→ **DATA SHOWN**:

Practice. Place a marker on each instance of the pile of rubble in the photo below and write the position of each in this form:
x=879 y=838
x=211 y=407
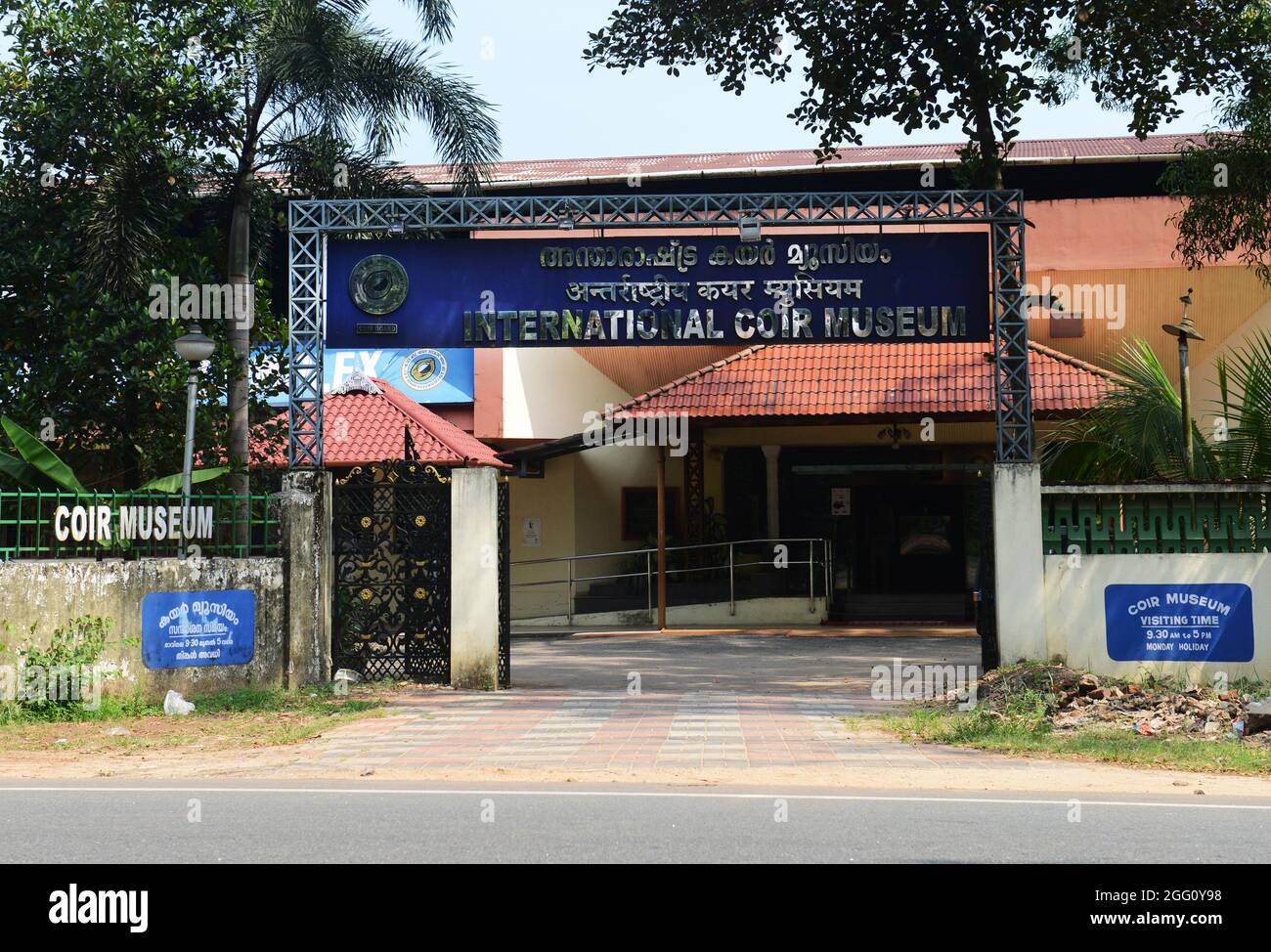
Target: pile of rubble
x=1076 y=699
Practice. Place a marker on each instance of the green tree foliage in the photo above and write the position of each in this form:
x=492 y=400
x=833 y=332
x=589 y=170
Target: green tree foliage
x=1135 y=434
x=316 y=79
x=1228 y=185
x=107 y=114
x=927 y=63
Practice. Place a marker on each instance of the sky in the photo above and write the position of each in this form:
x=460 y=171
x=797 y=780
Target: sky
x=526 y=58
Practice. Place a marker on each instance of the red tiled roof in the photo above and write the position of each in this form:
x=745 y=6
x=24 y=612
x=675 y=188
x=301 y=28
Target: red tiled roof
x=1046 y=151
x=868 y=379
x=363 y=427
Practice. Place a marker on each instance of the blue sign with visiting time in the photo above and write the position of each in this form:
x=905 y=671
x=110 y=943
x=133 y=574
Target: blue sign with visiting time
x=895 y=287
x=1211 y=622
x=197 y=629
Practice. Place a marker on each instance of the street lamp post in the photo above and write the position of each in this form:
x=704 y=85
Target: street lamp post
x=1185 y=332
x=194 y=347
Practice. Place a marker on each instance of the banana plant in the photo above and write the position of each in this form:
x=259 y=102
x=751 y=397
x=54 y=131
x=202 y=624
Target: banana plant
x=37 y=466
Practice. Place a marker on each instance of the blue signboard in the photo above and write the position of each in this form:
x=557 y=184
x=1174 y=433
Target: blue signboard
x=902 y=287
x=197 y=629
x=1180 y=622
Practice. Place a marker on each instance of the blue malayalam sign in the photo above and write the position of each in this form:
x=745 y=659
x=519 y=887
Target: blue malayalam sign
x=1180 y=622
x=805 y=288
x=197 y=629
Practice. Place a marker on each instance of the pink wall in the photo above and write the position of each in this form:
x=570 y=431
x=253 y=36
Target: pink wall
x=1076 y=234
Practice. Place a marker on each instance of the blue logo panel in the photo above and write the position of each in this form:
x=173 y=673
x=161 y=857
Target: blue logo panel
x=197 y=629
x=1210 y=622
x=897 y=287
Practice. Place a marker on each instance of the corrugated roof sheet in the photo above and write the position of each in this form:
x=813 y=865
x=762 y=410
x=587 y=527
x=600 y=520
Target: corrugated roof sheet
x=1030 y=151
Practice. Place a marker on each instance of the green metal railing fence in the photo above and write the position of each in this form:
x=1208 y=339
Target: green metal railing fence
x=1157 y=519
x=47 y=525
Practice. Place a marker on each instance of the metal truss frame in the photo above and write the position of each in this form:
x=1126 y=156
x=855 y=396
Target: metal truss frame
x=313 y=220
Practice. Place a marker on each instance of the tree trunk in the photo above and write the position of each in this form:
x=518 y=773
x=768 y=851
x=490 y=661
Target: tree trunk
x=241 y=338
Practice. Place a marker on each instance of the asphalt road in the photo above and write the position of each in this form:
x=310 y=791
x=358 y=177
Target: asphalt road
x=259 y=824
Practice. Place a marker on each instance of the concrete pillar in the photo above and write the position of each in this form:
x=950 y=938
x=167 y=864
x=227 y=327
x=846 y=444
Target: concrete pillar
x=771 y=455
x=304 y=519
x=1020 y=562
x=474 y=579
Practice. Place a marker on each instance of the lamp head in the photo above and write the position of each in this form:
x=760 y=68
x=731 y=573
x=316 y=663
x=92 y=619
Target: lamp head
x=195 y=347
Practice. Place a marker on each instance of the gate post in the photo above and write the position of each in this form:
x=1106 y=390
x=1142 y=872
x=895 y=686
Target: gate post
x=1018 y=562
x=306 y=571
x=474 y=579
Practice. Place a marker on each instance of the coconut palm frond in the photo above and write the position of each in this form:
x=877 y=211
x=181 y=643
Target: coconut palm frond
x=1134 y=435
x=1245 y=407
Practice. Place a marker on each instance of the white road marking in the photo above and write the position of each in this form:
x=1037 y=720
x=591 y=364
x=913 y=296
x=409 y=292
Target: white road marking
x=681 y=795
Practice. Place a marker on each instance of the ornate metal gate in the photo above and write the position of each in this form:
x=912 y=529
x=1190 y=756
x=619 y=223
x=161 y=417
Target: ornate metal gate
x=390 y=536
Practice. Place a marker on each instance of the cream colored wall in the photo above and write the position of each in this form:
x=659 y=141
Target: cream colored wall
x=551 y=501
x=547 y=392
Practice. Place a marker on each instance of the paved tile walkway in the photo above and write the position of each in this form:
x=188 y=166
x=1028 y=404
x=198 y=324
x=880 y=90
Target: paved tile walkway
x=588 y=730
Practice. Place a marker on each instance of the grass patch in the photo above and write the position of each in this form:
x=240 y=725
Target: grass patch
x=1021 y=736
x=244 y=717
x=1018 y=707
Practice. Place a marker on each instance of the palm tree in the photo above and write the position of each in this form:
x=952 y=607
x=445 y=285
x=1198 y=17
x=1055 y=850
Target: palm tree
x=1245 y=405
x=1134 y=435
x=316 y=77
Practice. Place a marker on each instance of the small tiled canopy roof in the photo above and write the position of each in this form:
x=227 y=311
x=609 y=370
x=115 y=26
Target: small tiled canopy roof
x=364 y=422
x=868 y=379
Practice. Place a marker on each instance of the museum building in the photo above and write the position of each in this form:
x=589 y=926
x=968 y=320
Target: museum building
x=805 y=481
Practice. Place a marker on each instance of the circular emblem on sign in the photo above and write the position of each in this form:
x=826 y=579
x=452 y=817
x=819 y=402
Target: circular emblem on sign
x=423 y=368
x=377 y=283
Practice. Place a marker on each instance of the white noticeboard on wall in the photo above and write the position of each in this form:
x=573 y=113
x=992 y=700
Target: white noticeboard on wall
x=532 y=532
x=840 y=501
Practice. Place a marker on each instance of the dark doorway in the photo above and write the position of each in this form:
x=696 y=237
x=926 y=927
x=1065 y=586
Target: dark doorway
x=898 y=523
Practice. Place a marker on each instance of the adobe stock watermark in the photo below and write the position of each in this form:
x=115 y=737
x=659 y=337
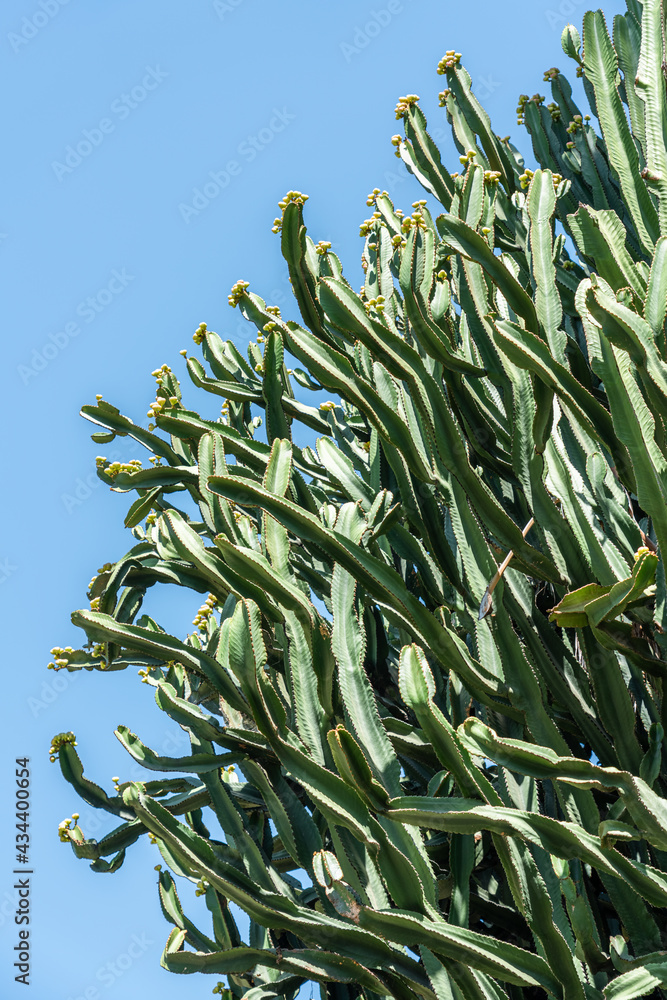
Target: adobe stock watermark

→ **WHAT THE EXERCISE ASKS**: In copying the listing, reproduce each line exactly and omit the pictures.

→ **SOLUTION TO THIS PROBLEM**:
Practice. Place a marker on each instance of the pile of rubble in the photo below and write the position of each in this form:
x=879 y=838
x=211 y=407
Target: pile of rubble
x=1076 y=699
Practice. Place a marker on each instance of the green tree foliage in the photo above and write the position of each in this form:
x=492 y=400
x=833 y=332
x=589 y=170
Target: green tree foliage
x=1135 y=434
x=316 y=79
x=1228 y=185
x=107 y=114
x=927 y=63
Practice. Place a marker on each instance of the sky in the photo above and write the position of each in this form:
x=460 y=171
x=797 y=780
Target: sky
x=526 y=58
Practice. Place a marker on each instance of the red tiled roof in the photo above and write the position of each in this form:
x=745 y=6
x=24 y=612
x=675 y=188
x=301 y=28
Target: red tiled roof
x=1046 y=151
x=868 y=379
x=363 y=427
Practice. Place a marker on each instance of the blue sign with visiting time in the photo above and write the position of each in this form:
x=905 y=671
x=110 y=943
x=133 y=574
Target: blue sign with visiting time
x=895 y=287
x=1211 y=622
x=197 y=629
Practice. Place a marker on each instance of the street lamp post in the photo above and write the position of each in this form:
x=704 y=85
Target: street lamp post
x=1185 y=332
x=194 y=347
Practice. Place a marker on each instance of the banana plant in the photo above and write the position of each in this form:
x=259 y=102
x=751 y=397
x=54 y=131
x=202 y=624
Target: banana plant
x=37 y=466
Practice. Place a marker on each instance of the blue signboard in the photo above and write the position of each in this form:
x=557 y=184
x=1174 y=433
Target: blue signboard
x=902 y=287
x=197 y=629
x=1180 y=622
Practice. Place a marker on each instance of the blue malayalam sign in the photo above and write the position of each in this form:
x=745 y=659
x=519 y=887
Target: blue malayalam sign
x=1180 y=622
x=805 y=288
x=197 y=629
Practice. Place a marker on each instance of the pink wall in the photo above and write the position of each in this form:
x=570 y=431
x=253 y=36
Target: pink wall
x=1076 y=234
Practice. Place a marker on each instance of the blue logo panel in the photo above and write the position of each in this form:
x=173 y=673
x=161 y=857
Target: blue logo panel
x=197 y=629
x=1210 y=622
x=897 y=287
Practice. Place a marker on each instance of the corrugated roof sheet in the photo above and write the position of each in this form:
x=813 y=865
x=762 y=410
x=587 y=527
x=600 y=520
Target: corrugated roof sheet
x=1030 y=151
Practice. Place a marker on each instance of the green metal railing fence in the photo above and write the position of each in this form:
x=1208 y=339
Target: green metal railing fence
x=1157 y=519
x=47 y=525
Practice. Place a marker on each instance of the metal truss frame in the photo above and write the position of each in this form:
x=1126 y=156
x=855 y=396
Target: metal truss frame
x=313 y=220
Practice. Place a marker on each instance of the tree trunk in the photo above and write the position of each in this form:
x=518 y=773
x=768 y=851
x=490 y=661
Target: tree trunk
x=241 y=338
Practice. Place a marker on each instance of the asphalt road in the photo above and write the position of each in this form:
x=310 y=791
x=358 y=177
Target: asphalt road
x=259 y=824
Practice. Place a marker on each instance of the concrete pillar in the photo above and write the position of each in this form:
x=950 y=938
x=167 y=864
x=227 y=327
x=846 y=444
Target: concrete pillar
x=771 y=455
x=304 y=519
x=1020 y=562
x=474 y=579
Practice. Place a marker on each instance of the lamp head in the photo above and write the position of each in this form:
x=760 y=68
x=731 y=573
x=316 y=663
x=92 y=619
Target: lamp head
x=195 y=347
Practice. Place a marker on each instance of the gate post in the photo above and write the position of each in this form:
x=1106 y=390
x=1142 y=872
x=895 y=686
Target: gate post
x=1018 y=562
x=306 y=571
x=474 y=579
Practice. Place a marker on each instance of the coconut palm frond in the photo above and write the position of each in this form:
x=877 y=211
x=181 y=643
Target: coconut palm frond
x=1134 y=435
x=1245 y=407
Practice. Place a marker on each instance of the white road marking in the photo above and write the position of each in this form:
x=1037 y=720
x=591 y=364
x=913 y=296
x=409 y=292
Target: white road marking
x=681 y=795
Practice. Place a marker on each instance of the ornate metal gate in the photo above and write the position of each in this form:
x=912 y=529
x=1190 y=756
x=619 y=223
x=161 y=417
Target: ornate metal gate
x=390 y=536
Practice. Place a marker on each instance of the cream colored wall in the photo above and write the position of each in this form:
x=659 y=141
Target: cream colored wall
x=551 y=501
x=547 y=392
Practice. Place a marker on each instance of the paved tile walkway in the photo above and write the position of each in this form:
x=188 y=166
x=1028 y=404
x=198 y=324
x=880 y=90
Target: paved tile walkway
x=588 y=730
Practice. Place a marker on each instance of the grass patch in the photo above and write the position of each in this form:
x=240 y=725
Target: grass patch
x=1021 y=736
x=244 y=717
x=1018 y=707
Practice. Place a marker on each instance of the palm tree in the photo above and write the position of each in this form:
x=952 y=607
x=445 y=285
x=1198 y=17
x=1055 y=850
Target: palm tree
x=1245 y=405
x=1134 y=435
x=316 y=77
Practice. Place a marker on each instance of the small tiled canopy roof in the photo above and write the position of each in this form:
x=227 y=311
x=609 y=370
x=115 y=26
Target: small tiled canopy roof
x=364 y=422
x=868 y=379
Practice. Place a marker on each instance of the museum building in the photo above and write the position of each in this form:
x=589 y=926
x=968 y=320
Target: museum building
x=805 y=481
Practice. Place a marker on each instance of the circular emblem on sign in the photo above and write the position of each in this form:
x=826 y=579
x=452 y=817
x=819 y=402
Target: circular emblem on sign
x=423 y=368
x=377 y=283
Practice. Place a marker on each instance of the white noticeboard on wall in the photo above and write the position of each in this form:
x=573 y=113
x=992 y=700
Target: white noticeboard on wall
x=532 y=532
x=840 y=501
Practice. Place a marker on each instance of the dark doorway in the photo above and write the position of each in this form:
x=696 y=237
x=926 y=927
x=1065 y=586
Target: dark doorway
x=898 y=523
Practice. Place a marker on each instance of the adobe stock watermark in the photo below and write the position of each in this form:
x=115 y=737
x=659 y=337
Target: adobe stock watermark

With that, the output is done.